> Given entries
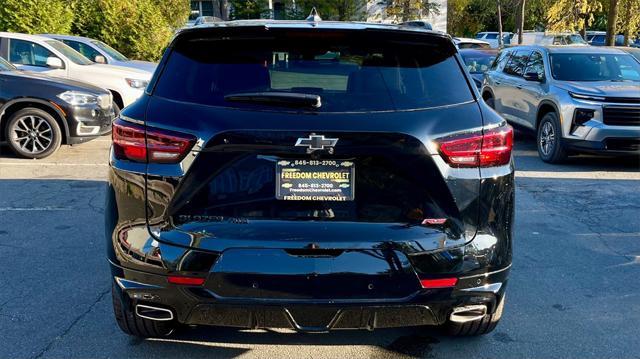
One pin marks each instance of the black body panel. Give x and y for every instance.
(310, 265)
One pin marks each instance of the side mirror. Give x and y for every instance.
(532, 76)
(54, 63)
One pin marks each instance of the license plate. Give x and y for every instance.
(315, 180)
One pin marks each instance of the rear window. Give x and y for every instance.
(350, 71)
(594, 67)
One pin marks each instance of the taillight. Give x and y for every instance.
(492, 148)
(160, 146)
(438, 283)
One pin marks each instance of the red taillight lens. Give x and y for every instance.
(492, 148)
(438, 283)
(160, 146)
(185, 280)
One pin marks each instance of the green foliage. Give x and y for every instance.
(140, 29)
(406, 10)
(35, 16)
(628, 18)
(572, 15)
(249, 9)
(175, 12)
(336, 10)
(137, 28)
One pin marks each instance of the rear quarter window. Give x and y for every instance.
(349, 71)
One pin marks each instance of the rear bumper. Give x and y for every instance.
(195, 305)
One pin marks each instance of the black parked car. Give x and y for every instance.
(38, 113)
(313, 176)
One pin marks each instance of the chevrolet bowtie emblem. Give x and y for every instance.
(316, 143)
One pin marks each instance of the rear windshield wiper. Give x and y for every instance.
(287, 99)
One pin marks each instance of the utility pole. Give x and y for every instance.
(521, 21)
(611, 22)
(500, 44)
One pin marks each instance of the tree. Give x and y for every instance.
(406, 10)
(137, 28)
(612, 22)
(572, 15)
(340, 10)
(629, 19)
(175, 12)
(35, 16)
(248, 9)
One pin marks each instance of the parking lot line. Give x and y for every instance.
(26, 209)
(38, 164)
(590, 175)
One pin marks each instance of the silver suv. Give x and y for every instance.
(577, 99)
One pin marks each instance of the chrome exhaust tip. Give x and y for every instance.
(468, 313)
(153, 313)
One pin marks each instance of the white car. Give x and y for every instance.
(467, 43)
(52, 57)
(550, 39)
(98, 51)
(492, 38)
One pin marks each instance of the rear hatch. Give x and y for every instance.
(313, 138)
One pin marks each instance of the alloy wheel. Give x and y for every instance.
(547, 138)
(33, 134)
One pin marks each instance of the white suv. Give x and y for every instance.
(52, 57)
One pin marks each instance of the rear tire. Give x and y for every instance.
(33, 133)
(478, 327)
(549, 139)
(133, 325)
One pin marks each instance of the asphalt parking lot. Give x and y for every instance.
(574, 289)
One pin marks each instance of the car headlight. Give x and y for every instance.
(586, 97)
(78, 98)
(137, 84)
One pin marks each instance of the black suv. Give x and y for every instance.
(38, 113)
(312, 176)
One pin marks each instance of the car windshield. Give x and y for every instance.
(6, 66)
(573, 39)
(110, 51)
(69, 53)
(594, 67)
(348, 72)
(477, 62)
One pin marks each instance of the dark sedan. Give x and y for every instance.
(39, 113)
(478, 62)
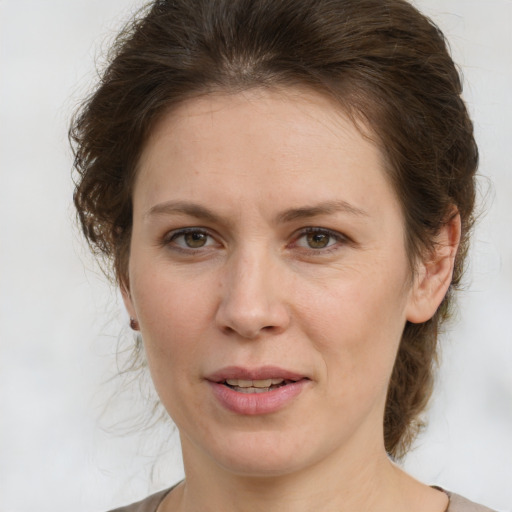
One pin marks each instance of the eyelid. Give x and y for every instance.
(172, 235)
(341, 239)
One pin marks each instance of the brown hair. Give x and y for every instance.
(384, 62)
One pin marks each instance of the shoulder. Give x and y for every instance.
(149, 504)
(461, 504)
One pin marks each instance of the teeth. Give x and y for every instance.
(265, 383)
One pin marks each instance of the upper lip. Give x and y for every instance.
(260, 373)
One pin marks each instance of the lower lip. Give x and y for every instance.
(252, 404)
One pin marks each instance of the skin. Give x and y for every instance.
(248, 175)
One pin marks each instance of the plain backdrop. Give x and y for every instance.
(60, 322)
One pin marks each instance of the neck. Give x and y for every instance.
(341, 483)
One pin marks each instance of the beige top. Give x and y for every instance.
(150, 504)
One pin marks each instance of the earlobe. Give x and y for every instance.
(434, 275)
(128, 303)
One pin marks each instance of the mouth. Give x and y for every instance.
(257, 391)
(256, 386)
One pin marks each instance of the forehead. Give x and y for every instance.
(287, 144)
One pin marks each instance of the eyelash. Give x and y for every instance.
(338, 238)
(171, 237)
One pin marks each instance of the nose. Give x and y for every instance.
(252, 298)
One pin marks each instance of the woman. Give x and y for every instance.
(285, 191)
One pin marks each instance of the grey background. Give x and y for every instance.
(60, 323)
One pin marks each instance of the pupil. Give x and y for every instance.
(318, 240)
(195, 240)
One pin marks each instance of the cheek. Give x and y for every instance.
(173, 312)
(356, 326)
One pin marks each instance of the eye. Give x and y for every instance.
(317, 239)
(190, 238)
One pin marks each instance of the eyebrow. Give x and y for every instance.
(306, 212)
(325, 208)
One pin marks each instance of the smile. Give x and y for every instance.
(255, 386)
(260, 391)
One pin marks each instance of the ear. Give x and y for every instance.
(434, 274)
(127, 298)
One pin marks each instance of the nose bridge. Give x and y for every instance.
(251, 302)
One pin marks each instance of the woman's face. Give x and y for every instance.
(270, 279)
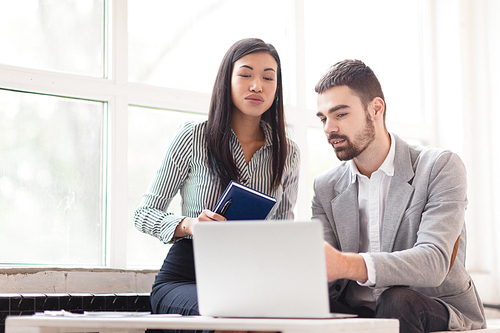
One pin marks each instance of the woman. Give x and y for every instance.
(243, 140)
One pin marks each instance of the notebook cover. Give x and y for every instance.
(239, 202)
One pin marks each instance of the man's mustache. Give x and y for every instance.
(332, 136)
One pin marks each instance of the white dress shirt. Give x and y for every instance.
(372, 196)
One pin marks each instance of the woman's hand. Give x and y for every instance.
(185, 228)
(208, 215)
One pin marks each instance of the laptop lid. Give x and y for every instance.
(261, 269)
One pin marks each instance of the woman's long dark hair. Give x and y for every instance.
(220, 160)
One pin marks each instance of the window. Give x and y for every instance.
(63, 36)
(52, 180)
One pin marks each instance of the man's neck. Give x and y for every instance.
(374, 155)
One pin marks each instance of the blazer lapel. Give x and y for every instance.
(400, 193)
(346, 214)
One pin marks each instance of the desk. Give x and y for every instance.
(48, 324)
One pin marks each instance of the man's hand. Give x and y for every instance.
(340, 265)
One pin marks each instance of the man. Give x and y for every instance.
(393, 215)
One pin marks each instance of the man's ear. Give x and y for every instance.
(378, 107)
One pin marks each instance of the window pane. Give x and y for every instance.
(384, 35)
(150, 132)
(59, 35)
(51, 191)
(180, 44)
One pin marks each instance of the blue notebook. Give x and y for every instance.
(239, 202)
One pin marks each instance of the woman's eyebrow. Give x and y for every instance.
(251, 68)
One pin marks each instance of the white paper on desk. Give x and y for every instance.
(110, 314)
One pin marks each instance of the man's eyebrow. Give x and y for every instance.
(333, 109)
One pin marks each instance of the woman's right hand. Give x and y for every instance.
(185, 228)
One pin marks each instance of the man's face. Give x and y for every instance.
(347, 124)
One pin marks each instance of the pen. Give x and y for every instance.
(226, 207)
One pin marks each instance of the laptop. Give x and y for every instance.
(261, 269)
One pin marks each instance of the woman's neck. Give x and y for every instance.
(249, 134)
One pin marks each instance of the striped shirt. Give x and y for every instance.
(184, 169)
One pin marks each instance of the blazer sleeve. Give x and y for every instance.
(438, 211)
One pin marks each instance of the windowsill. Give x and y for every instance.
(75, 280)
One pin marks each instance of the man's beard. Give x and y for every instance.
(352, 149)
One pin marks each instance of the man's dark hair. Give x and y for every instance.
(357, 76)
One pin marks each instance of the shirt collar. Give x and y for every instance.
(387, 166)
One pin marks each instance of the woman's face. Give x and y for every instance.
(253, 83)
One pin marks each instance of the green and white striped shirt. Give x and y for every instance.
(183, 169)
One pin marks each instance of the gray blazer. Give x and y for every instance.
(423, 218)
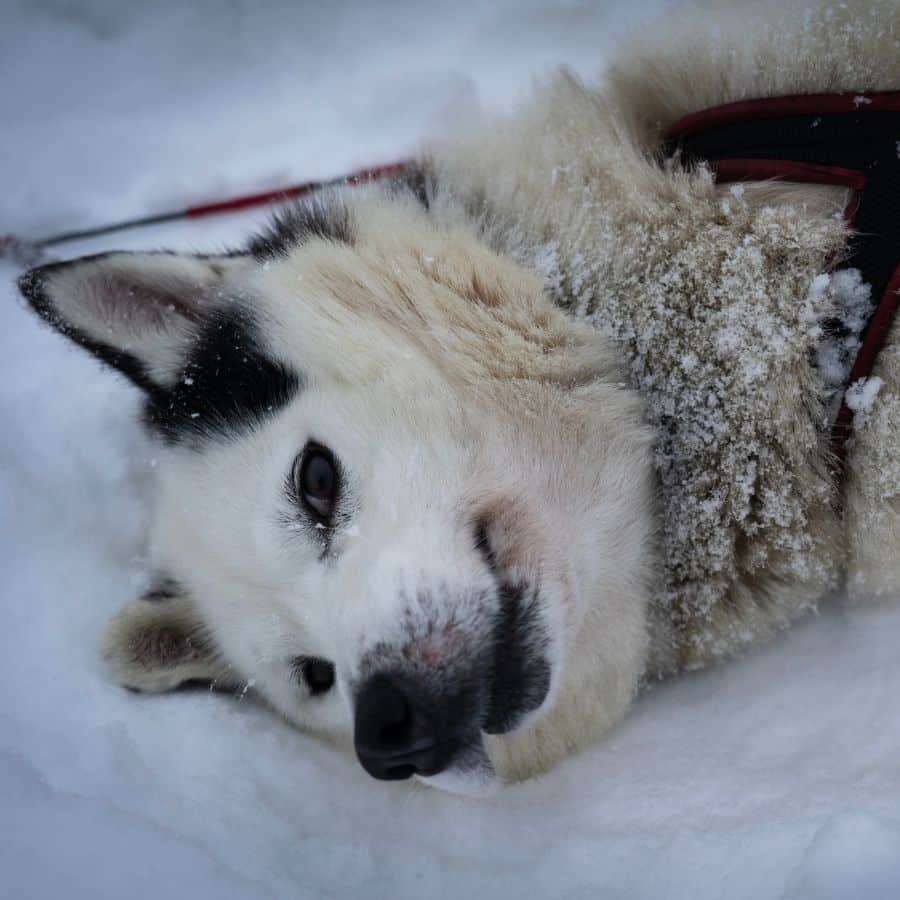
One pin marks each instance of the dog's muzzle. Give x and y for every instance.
(412, 719)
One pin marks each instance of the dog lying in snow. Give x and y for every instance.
(449, 465)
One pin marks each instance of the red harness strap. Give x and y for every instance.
(850, 140)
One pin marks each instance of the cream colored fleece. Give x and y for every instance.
(717, 299)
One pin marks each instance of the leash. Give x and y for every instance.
(29, 252)
(850, 140)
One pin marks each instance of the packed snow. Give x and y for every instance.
(774, 776)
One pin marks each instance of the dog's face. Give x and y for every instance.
(405, 496)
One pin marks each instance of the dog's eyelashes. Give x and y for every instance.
(316, 673)
(317, 481)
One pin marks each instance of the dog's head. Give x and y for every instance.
(408, 496)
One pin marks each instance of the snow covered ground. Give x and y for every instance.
(776, 776)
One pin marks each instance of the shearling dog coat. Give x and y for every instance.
(718, 298)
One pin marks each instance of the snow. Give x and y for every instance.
(774, 776)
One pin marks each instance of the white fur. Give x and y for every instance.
(450, 384)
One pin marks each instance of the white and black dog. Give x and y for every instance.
(450, 463)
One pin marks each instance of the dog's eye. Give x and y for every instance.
(317, 674)
(316, 480)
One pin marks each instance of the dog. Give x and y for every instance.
(450, 465)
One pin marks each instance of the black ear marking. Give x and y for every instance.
(180, 327)
(33, 285)
(227, 386)
(324, 216)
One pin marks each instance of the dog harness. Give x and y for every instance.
(849, 140)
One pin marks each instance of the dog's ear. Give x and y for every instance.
(138, 312)
(157, 643)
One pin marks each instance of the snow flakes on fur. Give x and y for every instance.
(719, 302)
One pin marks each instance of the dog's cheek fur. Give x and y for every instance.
(160, 642)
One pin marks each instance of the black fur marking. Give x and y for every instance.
(33, 286)
(419, 180)
(227, 386)
(520, 673)
(164, 589)
(323, 216)
(520, 676)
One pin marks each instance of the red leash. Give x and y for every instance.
(29, 252)
(851, 140)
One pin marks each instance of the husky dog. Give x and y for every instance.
(450, 465)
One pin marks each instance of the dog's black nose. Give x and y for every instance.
(399, 731)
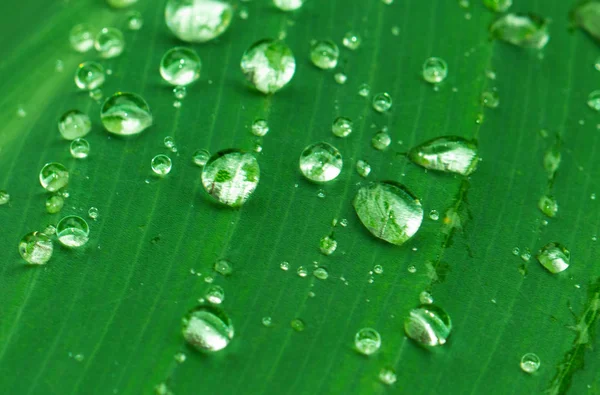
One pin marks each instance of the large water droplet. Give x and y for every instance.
(448, 154)
(527, 31)
(36, 248)
(198, 21)
(207, 328)
(269, 65)
(389, 211)
(180, 66)
(125, 114)
(231, 176)
(72, 231)
(321, 162)
(555, 257)
(428, 324)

> Task objective
Locate the line containing "One pin marks each instance of the snow." in the records above, then output it and every line after it through the last, excluding pictures.

> Solution
One pin marks each instance of the snow. Give x and y for every instance.
(774, 776)
One pin marks each instance of the white fur. Give x and y for every instance.
(450, 384)
One pin marks each instance of the white and black dog. Give x and y for every instance.
(450, 463)
One pin marks each instance of the dog's eye. Give x and y for every instance.
(317, 674)
(316, 480)
One pin marks each instance of the dog. Give x and y for every instance.
(450, 465)
One pin marks each instance of the black ear marking. Give x and y for every instance.
(180, 327)
(33, 285)
(227, 386)
(324, 216)
One pin marks each instance of the dog harness. Give x and y for every instance.
(849, 140)
One pin marks each instance of the dog's ear. Give x and y for every instance.
(138, 312)
(157, 643)
One pin marks each instance of the snow flakes on fur. Give x and y for every instance.
(719, 302)
One pin marks each instance of the dog's cheek fur. Give x and y for every instance.
(160, 642)
One pin marks each instance of the black fur marking. Give x and y for every instance.
(33, 286)
(419, 180)
(227, 386)
(520, 673)
(164, 589)
(323, 216)
(520, 676)
One pin marks each instance of the red leash. Give x and y for every instance.
(29, 252)
(851, 140)
One pin marks each instance of the husky dog. Give x and y for every instance.
(450, 465)
One pin marks each instance of the dog's black nose. Give x and y for every instance.
(399, 731)
One pin marks each instance of the large water droplet. Give x and y for every instance.
(448, 154)
(527, 31)
(36, 248)
(198, 21)
(207, 328)
(269, 65)
(389, 211)
(180, 66)
(125, 114)
(231, 176)
(72, 231)
(321, 162)
(555, 257)
(428, 324)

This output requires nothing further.